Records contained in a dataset
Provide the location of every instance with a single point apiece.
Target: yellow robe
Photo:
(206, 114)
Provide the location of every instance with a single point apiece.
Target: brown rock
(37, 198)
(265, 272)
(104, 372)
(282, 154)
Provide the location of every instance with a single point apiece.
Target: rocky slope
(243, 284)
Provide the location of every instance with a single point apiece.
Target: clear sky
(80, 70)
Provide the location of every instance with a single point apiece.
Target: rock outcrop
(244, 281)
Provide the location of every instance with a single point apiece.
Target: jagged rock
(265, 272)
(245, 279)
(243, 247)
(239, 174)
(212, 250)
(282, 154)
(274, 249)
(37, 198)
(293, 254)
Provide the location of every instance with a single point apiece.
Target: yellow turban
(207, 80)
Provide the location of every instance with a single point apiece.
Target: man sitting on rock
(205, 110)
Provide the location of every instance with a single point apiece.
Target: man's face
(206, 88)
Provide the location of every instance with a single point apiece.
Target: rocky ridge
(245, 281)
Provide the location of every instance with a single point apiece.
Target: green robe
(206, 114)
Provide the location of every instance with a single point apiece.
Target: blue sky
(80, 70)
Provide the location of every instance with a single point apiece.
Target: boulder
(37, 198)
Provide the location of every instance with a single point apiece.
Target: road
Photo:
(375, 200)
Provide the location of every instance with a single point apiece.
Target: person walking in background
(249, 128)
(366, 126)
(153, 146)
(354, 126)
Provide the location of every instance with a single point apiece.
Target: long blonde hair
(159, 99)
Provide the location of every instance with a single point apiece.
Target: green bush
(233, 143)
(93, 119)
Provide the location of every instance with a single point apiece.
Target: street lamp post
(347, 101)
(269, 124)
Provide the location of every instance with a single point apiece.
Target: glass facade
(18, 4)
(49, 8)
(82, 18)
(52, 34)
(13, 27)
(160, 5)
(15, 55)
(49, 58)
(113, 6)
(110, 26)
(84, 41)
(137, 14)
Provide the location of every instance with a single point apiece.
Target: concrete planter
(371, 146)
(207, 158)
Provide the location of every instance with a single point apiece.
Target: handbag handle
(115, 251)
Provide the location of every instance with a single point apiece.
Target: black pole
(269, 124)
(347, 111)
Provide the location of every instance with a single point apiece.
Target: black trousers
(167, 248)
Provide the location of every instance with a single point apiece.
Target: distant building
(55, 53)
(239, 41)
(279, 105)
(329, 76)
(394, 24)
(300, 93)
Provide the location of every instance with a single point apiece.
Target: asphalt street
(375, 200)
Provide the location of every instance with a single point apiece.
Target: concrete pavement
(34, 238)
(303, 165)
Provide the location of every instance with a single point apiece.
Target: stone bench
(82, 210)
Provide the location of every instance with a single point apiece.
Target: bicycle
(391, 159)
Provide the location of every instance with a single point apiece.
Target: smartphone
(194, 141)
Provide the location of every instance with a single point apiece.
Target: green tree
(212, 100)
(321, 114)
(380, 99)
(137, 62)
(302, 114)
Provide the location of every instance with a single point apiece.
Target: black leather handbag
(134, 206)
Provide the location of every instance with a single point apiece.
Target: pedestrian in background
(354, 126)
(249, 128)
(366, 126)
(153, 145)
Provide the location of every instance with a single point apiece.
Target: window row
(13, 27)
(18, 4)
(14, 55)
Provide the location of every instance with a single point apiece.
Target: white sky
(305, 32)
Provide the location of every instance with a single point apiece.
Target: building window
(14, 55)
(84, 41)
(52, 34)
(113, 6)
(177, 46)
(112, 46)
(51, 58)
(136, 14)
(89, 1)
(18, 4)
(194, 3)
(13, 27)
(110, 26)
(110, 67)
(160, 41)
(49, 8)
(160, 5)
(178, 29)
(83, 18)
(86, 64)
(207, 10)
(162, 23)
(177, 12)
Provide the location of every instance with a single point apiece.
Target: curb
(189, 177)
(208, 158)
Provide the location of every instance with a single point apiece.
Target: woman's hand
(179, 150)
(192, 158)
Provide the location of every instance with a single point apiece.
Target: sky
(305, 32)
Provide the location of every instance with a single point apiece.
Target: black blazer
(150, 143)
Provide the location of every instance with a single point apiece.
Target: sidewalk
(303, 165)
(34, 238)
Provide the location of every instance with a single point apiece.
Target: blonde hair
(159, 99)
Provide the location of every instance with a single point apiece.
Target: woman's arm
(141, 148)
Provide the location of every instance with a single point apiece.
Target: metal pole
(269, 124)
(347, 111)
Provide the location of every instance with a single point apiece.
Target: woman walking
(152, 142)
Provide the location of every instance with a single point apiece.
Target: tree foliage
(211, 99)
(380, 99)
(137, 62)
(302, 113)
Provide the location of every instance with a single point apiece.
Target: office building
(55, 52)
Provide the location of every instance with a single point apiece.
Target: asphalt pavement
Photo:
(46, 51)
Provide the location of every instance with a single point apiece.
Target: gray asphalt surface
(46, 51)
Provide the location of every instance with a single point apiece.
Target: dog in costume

Requirement - Copy every line that appears above, with each word kept as it is.

Exercise solution -
Provide the location of every instance with a single point apiece.
Target: yellow robe
Photo:
(206, 114)
Provide the location of every instance with a single point apiece.
Target: brown rock
(37, 198)
(265, 272)
(104, 372)
(282, 154)
Provide the location of every instance with a single point apiece.
Target: rocky slope
(243, 284)
Provide the location of every instance with a single point apiece.
Target: clear sky
(80, 70)
Provide the location of every instance with a single point apiece.
Target: rock outcrop
(244, 281)
Provide the location of every instance with a single point apiece.
Target: jagged rock
(265, 272)
(245, 279)
(243, 247)
(239, 174)
(212, 250)
(282, 154)
(274, 249)
(37, 198)
(293, 254)
Provide the location of every instance with a single point apiece.
Target: yellow turban
(207, 80)
Provide the location of every instance with a single point apiece.
Target: man sitting on rock
(205, 110)
Provide the location of every instance with a single point apiece.
Target: man's face
(206, 88)
Provide the location of every instance with a single point apiece.
Target: rocky ridge
(245, 281)
Provide the location of every instance with a single point apiece.
Target: green robe
(206, 114)
Provide the location of every instance with a single point apiece.
Target: blue sky
(80, 70)
Provide the location of every instance with a single point apiece.
Target: boulder
(37, 198)
Provide the location of every instance with a single point apiece.
Target: road
Photo:
(375, 200)
Provide the location of every instance with a single point apiece.
Target: person walking in background
(249, 128)
(366, 126)
(153, 146)
(354, 126)
Provide the location of every instance with a single point apiece.
Target: long blonde hair
(159, 99)
Provide the location of every instance with a single point apiece.
Target: green bush
(233, 143)
(93, 119)
Provide the location of every instance with a single point apiece.
Target: street lamp post
(347, 101)
(269, 124)
Provide the location of every instance with a single point apiece.
Target: glass facade
(18, 4)
(49, 8)
(82, 18)
(52, 34)
(13, 27)
(160, 5)
(15, 55)
(49, 58)
(113, 6)
(110, 26)
(84, 41)
(137, 14)
Provide the location of every instance with a single point apiece.
Target: concrete planter
(371, 146)
(207, 158)
Provide the location of every instance with a single point apiece.
Target: handbag handle
(115, 251)
Provide the location of every instance with a single point apiece.
Target: black pole
(269, 124)
(347, 111)
Provide the location of every instance with a single point apiece.
Target: black trousers
(167, 248)
Provide the location of every instance with a single point apiece.
Target: distant building
(55, 53)
(239, 41)
(279, 105)
(329, 76)
(394, 24)
(300, 93)
Provide the location of every instance with a single point apiece.
Target: asphalt street
(375, 200)
Provide the location of every instance with a single point apiece.
Target: concrete pavement
(34, 238)
(303, 165)
Provide the location of every instance with a single point apiece.
Target: stone bench
(82, 210)
Provide the location of every instance with a single point apiece.
Target: bicycle
(391, 159)
Provide the location of every instance with a single point apiece.
Target: smartphone
(194, 141)
Provide the location of every instance with a single point apiece.
Target: green tree
(212, 100)
(321, 114)
(380, 99)
(137, 62)
(302, 114)
Provide the location of every instance with a single point apiece.
Target: black leather handbag
(134, 206)
Provide the location of every instance with a single point apiece.
Target: pedestrian in background
(354, 126)
(249, 128)
(366, 126)
(153, 145)
Provide the location of every instance with a single point apiece.
Target: window row
(13, 27)
(18, 4)
(14, 55)
Provide the location of every instance with a single point apiece.
Target: white sky
(305, 32)
Provide the location of every instance with a single point apiece.
Target: building window
(14, 55)
(84, 41)
(52, 34)
(113, 6)
(177, 46)
(112, 46)
(51, 58)
(136, 14)
(89, 1)
(18, 4)
(194, 3)
(13, 27)
(110, 26)
(110, 67)
(160, 41)
(49, 8)
(160, 5)
(178, 29)
(83, 18)
(86, 64)
(207, 10)
(162, 23)
(177, 12)
Provide the location of every instance with a single point apiece.
Target: curb
(189, 177)
(208, 158)
Provide the location of every instance with a single point apiece.
Target: woman's hand
(179, 150)
(192, 158)
Provide the location of every instance with a single point apiece.
Target: sky
(305, 32)
Provide the location of every instance with a single point apiece.
Target: black blazer
(150, 143)
Provide the location of every instance with a single point apiece.
Target: sidewalk
(303, 165)
(34, 238)
Provide the location of every instance with a single point apiece.
Target: blonde hair
(159, 99)
Provide the location of every instance with a single point apiece.
Target: woman's arm
(141, 148)
Provide the location of every instance with a single point apiece.
Target: metal pole
(269, 124)
(347, 111)
Provide the location of every instance with a single point apiece.
Target: woman walking
(152, 142)
Provide the location of every instance with a single point apiece.
Target: tree foliage
(211, 99)
(380, 99)
(137, 62)
(302, 113)
Provide the location of every instance with a single point apiece.
Target: office building
(55, 52)
Provide the location of every instance with a single point apiece.
Target: asphalt pavement
Photo:
(46, 51)
Provide the location of every instance with a single point apiece.
Target: gray asphalt surface
(46, 51)
Provide the location of every instance with a single point apiece.
Target: dog in costume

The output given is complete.